### EXCERPT TO READ
########
Kimberley Cruise Tips

Cruising the Kimberley is an experience that features highly on bucket lists, whether it's a Kimberley coast cruise, taking a smaller ship down shallow rivers or a cruise and land combination.

This untouched wilderness area, in Australia's north-western corner, covers more than 423,000 sq. km. From thundering waterfalls and dramatic tidal flows, to saltwater crocodiles, mighty boab trees and red plains that seem to stretch on forever, there are incredible sights (and photo opportunities) at every turn. As one of the first parts of the globe to be inhabited thousands of years ago, the region also has great cultural significance and extensive Aboriginal rock art.

Unfortunately, the other thing that is incredible about cruising the Kimberley is the price -- you won't get much change from $10,000 per person, with luxurious trips costing even more. But for those who can afford it, a Kimberley cruise will not disappoint.

Best Time for Kimberley Cruises

Kimberley cruises can only operate during the dry season, which runs from April to September. Outside these times, the water is so high and the waterfalls are so powerful that it isn't safe to cruise. April and May are the best months to visit as waterfalls are in full flow at the end of the wet season.
########
### RECORDS FOR THIS EXERCISE
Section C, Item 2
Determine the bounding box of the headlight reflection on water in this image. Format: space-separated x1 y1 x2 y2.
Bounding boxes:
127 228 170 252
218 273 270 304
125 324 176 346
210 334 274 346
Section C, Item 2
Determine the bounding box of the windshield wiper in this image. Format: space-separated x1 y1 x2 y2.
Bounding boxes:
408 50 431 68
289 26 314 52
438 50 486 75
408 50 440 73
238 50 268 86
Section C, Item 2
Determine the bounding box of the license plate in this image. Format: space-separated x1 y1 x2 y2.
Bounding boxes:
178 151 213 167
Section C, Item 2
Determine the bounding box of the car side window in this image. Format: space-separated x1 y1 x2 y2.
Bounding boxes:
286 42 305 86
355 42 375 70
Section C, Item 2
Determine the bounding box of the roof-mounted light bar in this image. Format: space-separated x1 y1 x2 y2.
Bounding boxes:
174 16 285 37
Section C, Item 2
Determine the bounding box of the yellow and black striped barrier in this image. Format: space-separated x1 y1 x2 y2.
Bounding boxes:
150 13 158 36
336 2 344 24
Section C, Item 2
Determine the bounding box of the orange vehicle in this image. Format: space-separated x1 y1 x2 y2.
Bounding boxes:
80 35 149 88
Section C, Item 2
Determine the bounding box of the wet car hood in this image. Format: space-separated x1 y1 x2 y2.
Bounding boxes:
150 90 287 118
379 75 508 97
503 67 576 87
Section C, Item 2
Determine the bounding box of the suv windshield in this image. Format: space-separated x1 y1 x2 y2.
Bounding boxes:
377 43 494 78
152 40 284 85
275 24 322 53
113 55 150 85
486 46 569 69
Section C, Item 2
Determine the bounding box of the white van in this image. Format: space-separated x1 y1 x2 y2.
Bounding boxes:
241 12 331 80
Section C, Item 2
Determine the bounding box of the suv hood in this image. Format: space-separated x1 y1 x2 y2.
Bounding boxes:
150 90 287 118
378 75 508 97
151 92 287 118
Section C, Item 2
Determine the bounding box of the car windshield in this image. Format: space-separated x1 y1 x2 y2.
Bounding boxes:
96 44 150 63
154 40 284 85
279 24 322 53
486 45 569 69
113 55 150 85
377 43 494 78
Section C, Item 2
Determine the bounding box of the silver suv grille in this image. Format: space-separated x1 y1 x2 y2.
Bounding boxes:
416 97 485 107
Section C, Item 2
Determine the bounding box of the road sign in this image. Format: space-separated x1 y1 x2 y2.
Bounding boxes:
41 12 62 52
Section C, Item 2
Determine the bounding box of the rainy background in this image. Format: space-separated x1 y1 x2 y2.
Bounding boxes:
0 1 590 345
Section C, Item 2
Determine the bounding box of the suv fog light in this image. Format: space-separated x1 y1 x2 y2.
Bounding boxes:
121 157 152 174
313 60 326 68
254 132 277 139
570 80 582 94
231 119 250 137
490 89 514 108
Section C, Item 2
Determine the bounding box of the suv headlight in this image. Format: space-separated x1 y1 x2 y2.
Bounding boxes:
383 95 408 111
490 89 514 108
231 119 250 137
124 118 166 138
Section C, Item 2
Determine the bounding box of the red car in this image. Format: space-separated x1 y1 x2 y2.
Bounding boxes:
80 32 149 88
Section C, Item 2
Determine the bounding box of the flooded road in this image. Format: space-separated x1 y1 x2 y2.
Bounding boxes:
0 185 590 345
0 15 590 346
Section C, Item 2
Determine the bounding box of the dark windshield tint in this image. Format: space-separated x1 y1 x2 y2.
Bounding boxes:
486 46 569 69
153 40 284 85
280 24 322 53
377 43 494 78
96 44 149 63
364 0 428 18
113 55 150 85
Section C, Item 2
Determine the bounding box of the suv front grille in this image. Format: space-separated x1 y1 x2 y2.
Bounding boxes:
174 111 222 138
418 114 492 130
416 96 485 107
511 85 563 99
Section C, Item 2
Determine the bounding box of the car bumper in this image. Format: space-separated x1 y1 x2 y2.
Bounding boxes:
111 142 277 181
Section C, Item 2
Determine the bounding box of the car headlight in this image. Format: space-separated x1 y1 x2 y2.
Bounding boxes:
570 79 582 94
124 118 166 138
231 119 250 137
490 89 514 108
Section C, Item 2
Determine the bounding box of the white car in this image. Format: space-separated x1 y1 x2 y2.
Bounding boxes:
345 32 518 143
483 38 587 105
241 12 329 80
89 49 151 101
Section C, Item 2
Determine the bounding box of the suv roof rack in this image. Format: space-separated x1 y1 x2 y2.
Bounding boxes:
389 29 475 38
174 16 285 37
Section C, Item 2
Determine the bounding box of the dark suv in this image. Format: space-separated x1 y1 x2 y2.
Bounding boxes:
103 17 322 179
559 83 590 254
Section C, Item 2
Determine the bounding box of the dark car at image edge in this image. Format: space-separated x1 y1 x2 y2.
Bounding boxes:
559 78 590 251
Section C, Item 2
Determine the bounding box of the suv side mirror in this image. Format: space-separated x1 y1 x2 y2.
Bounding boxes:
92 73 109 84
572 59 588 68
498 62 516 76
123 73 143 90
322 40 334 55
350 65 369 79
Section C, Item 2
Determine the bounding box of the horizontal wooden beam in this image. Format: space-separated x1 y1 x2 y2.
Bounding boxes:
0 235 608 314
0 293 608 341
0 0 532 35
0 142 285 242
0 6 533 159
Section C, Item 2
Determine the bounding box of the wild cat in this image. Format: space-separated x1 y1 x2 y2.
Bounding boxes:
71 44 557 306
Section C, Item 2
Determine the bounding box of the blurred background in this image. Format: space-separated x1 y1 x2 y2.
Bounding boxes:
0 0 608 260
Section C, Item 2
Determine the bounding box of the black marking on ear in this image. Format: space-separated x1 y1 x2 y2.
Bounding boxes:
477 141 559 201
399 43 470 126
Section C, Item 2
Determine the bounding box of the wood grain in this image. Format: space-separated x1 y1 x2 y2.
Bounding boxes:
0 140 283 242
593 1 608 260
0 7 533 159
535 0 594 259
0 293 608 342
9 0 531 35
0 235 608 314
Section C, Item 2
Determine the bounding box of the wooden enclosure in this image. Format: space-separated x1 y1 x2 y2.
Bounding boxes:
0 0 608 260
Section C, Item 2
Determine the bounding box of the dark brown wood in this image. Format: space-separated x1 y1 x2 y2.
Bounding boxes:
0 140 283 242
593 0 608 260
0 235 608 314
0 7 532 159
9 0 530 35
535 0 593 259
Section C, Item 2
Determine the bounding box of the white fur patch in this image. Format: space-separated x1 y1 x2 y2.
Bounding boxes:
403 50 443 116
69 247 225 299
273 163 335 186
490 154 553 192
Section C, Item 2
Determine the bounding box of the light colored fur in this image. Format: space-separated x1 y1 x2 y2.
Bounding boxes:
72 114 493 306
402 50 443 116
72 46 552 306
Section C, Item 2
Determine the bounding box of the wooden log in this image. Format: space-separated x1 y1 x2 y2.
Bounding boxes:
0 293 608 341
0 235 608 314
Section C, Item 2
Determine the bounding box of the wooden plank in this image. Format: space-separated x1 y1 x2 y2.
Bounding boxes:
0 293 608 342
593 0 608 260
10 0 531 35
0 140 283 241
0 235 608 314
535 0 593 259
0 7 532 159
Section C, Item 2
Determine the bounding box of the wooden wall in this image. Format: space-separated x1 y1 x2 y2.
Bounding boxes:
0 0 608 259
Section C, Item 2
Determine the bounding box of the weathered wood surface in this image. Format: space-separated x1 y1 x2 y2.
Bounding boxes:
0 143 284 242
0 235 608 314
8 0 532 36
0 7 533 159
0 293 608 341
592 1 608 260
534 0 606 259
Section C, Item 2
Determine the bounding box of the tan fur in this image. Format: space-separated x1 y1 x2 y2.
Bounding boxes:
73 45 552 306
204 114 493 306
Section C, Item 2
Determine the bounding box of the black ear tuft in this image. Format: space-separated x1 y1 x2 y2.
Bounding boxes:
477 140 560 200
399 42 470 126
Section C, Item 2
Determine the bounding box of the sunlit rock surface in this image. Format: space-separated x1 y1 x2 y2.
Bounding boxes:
########
### SET TASKS
1 - Which lines in the records contain the word "white"? Pull out each one.
2 - Can you carry on writing the Kimberley cruise tips past their last sentence?

### WRITTEN ANSWERS
1 -
Determine the bounding box of the white van in this image. Format: space-separated x1 y1 x2 y2.
Determine the bounding box of the white car in this image. Format: space-separated x1 y1 x2 y2.
Determine the bounding box of the white fur patch in this image. Format: space-separated x1 y1 x2 y2.

2 -
Cruising Kimberley, Australia

Kimberley Cruise Lines

Boutique ships and purpose-built expedition vessels offer itineraries ranging from seven to 14 nights during the Kimberley cruise season. Some lines such as Coral Expeditions and APT have several ships in the region during cruise season while others offer a few select voyages. Other Kimberley cruise options include Ponant, Silversea, and True North Adventure Cruises plus a handful of smaller operators. All lines carry an expedition team and zodiac vessels for off-ship adventuring.

Kimberley Cruise Itineraries

Kimberley cruises travel from Darwin (or, occasionally, Kununurra in Western Australia) to Broome and vice versa. All of the cruise lines visit almost identical ports. These include Talbot Bay, which has massive 12m tides, Montgomery Reef, and the soaring red cliffs of the Hunter River. Other highlights include King George Falls, which thunder over an 80m drop, and rock art at Jar Island, which dates back more than 20,000 years.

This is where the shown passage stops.